#### [EXERCISE AIM]
Copy the lines without any change, starting at the line with "the plush toy snout" and continuing through the line with "target: plush toy snout".

[Dataset entries]
— start —

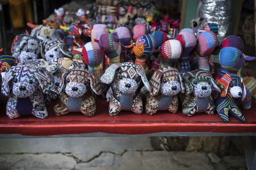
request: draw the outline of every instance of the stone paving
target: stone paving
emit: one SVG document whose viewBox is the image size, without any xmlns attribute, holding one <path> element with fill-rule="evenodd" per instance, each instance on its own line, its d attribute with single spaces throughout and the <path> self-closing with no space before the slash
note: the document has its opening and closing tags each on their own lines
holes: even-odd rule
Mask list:
<svg viewBox="0 0 256 170">
<path fill-rule="evenodd" d="M 244 156 L 154 150 L 147 137 L 0 139 L 0 169 L 245 170 Z"/>
</svg>

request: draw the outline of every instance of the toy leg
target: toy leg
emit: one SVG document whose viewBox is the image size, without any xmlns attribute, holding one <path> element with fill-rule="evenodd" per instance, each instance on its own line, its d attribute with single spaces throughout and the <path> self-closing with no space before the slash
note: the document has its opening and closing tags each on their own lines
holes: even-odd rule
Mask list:
<svg viewBox="0 0 256 170">
<path fill-rule="evenodd" d="M 168 108 L 168 111 L 172 113 L 176 113 L 179 110 L 178 97 L 173 96 L 171 105 Z"/>
<path fill-rule="evenodd" d="M 109 101 L 108 112 L 111 116 L 115 116 L 121 111 L 121 104 L 115 97 L 112 97 Z"/>
<path fill-rule="evenodd" d="M 154 96 L 147 94 L 145 111 L 148 115 L 153 115 L 158 110 L 158 101 Z"/>
<path fill-rule="evenodd" d="M 6 104 L 6 115 L 11 119 L 17 118 L 20 116 L 16 109 L 17 99 L 12 94 Z"/>
<path fill-rule="evenodd" d="M 142 99 L 139 95 L 133 100 L 131 110 L 138 114 L 141 113 L 143 111 Z"/>
<path fill-rule="evenodd" d="M 93 117 L 96 111 L 96 102 L 95 96 L 91 96 L 83 100 L 81 106 L 81 112 L 88 117 Z"/>
</svg>

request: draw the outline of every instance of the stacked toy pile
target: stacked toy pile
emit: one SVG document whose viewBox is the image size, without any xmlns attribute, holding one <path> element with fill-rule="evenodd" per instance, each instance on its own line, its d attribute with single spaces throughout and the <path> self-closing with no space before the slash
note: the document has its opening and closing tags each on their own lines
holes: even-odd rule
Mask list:
<svg viewBox="0 0 256 170">
<path fill-rule="evenodd" d="M 181 107 L 188 117 L 217 112 L 225 122 L 229 116 L 245 122 L 239 107 L 251 108 L 255 79 L 249 78 L 247 89 L 239 71 L 256 58 L 243 53 L 239 37 L 220 43 L 213 24 L 194 23 L 179 32 L 179 21 L 168 17 L 134 24 L 129 16 L 110 32 L 105 24 L 88 23 L 82 9 L 70 25 L 63 22 L 63 9 L 56 13 L 53 22 L 29 24 L 31 33 L 15 37 L 12 55 L 0 57 L 1 102 L 8 96 L 10 118 L 28 114 L 45 118 L 51 101 L 58 101 L 53 108 L 58 116 L 92 117 L 99 95 L 109 103 L 111 116 L 121 110 L 175 113 Z M 213 52 L 220 53 L 220 70 L 211 60 Z"/>
</svg>

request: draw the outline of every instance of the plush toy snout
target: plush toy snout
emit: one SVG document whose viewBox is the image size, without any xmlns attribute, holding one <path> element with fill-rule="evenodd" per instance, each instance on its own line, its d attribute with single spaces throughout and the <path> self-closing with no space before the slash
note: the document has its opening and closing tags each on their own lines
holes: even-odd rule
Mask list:
<svg viewBox="0 0 256 170">
<path fill-rule="evenodd" d="M 164 96 L 175 96 L 180 91 L 180 85 L 177 81 L 170 81 L 164 83 L 161 92 Z"/>
<path fill-rule="evenodd" d="M 39 85 L 37 80 L 30 80 L 29 82 L 26 81 L 17 82 L 16 81 L 17 79 L 15 78 L 13 80 L 13 93 L 19 98 L 26 98 L 31 96 Z"/>
<path fill-rule="evenodd" d="M 137 82 L 132 78 L 122 78 L 118 82 L 119 90 L 124 94 L 134 94 L 138 87 Z"/>
<path fill-rule="evenodd" d="M 199 83 L 194 88 L 194 95 L 198 97 L 209 97 L 211 93 L 211 87 L 206 82 Z"/>
<path fill-rule="evenodd" d="M 231 96 L 234 98 L 239 98 L 243 95 L 242 88 L 239 86 L 235 86 L 230 88 Z"/>
</svg>

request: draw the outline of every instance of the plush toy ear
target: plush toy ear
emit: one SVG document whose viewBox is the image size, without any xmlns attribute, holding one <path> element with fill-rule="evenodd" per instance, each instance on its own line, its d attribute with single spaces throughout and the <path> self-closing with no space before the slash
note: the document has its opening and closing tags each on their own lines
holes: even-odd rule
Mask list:
<svg viewBox="0 0 256 170">
<path fill-rule="evenodd" d="M 88 78 L 90 79 L 91 88 L 93 92 L 97 95 L 101 94 L 100 82 L 97 76 L 93 73 L 90 73 Z"/>
<path fill-rule="evenodd" d="M 3 80 L 1 85 L 1 91 L 3 94 L 5 96 L 8 96 L 10 94 L 9 81 L 14 78 L 14 68 L 15 67 L 12 67 L 11 68 L 10 68 L 4 76 L 3 74 L 2 74 L 1 73 L 1 74 L 3 76 L 2 77 Z"/>
<path fill-rule="evenodd" d="M 143 84 L 145 85 L 145 87 L 146 87 L 146 89 L 148 91 L 151 91 L 151 87 L 150 85 L 148 83 L 148 80 L 147 78 L 146 73 L 145 73 L 145 70 L 143 67 L 141 66 L 137 66 L 137 67 L 138 69 L 138 74 L 140 76 L 142 82 L 143 82 Z"/>
<path fill-rule="evenodd" d="M 44 94 L 48 94 L 54 85 L 54 78 L 50 71 L 45 68 L 39 67 L 35 72 L 35 77 L 38 80 L 39 85 Z"/>
<path fill-rule="evenodd" d="M 220 87 L 221 97 L 226 97 L 227 93 L 228 92 L 228 87 L 231 81 L 232 81 L 232 78 L 228 74 L 225 74 L 218 81 L 218 83 L 220 84 Z"/>
<path fill-rule="evenodd" d="M 100 77 L 100 81 L 105 84 L 110 84 L 114 80 L 115 72 L 119 68 L 119 65 L 113 64 L 106 70 L 105 73 Z"/>
<path fill-rule="evenodd" d="M 58 94 L 60 94 L 65 89 L 65 81 L 67 75 L 68 74 L 68 70 L 67 70 L 61 76 L 61 80 L 60 80 L 59 87 L 58 87 Z"/>
<path fill-rule="evenodd" d="M 212 82 L 213 87 L 214 87 L 214 89 L 216 89 L 217 91 L 220 92 L 221 90 L 220 90 L 219 87 L 218 86 L 216 81 L 212 78 L 211 78 L 211 81 Z"/>
<path fill-rule="evenodd" d="M 154 72 L 153 76 L 149 80 L 149 84 L 152 87 L 150 95 L 156 96 L 158 94 L 160 90 L 161 86 L 161 79 L 163 76 L 163 70 L 157 69 Z"/>
<path fill-rule="evenodd" d="M 245 97 L 246 96 L 246 87 L 245 87 L 244 80 L 241 78 L 241 83 L 243 84 L 243 96 L 242 96 L 242 101 L 244 100 Z"/>
<path fill-rule="evenodd" d="M 189 74 L 188 73 L 186 73 L 183 75 L 183 85 L 184 86 L 184 94 L 189 94 L 193 92 L 193 85 L 189 80 L 189 77 L 191 76 L 191 74 Z"/>
<path fill-rule="evenodd" d="M 184 93 L 184 87 L 182 83 L 182 76 L 180 73 L 178 74 L 179 80 L 180 81 L 180 92 Z"/>
</svg>

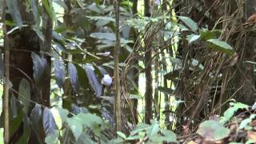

— end —

#### [FINAL ANSWER]
request: draw the outline of every instance of the plush toy snout
target: plush toy snout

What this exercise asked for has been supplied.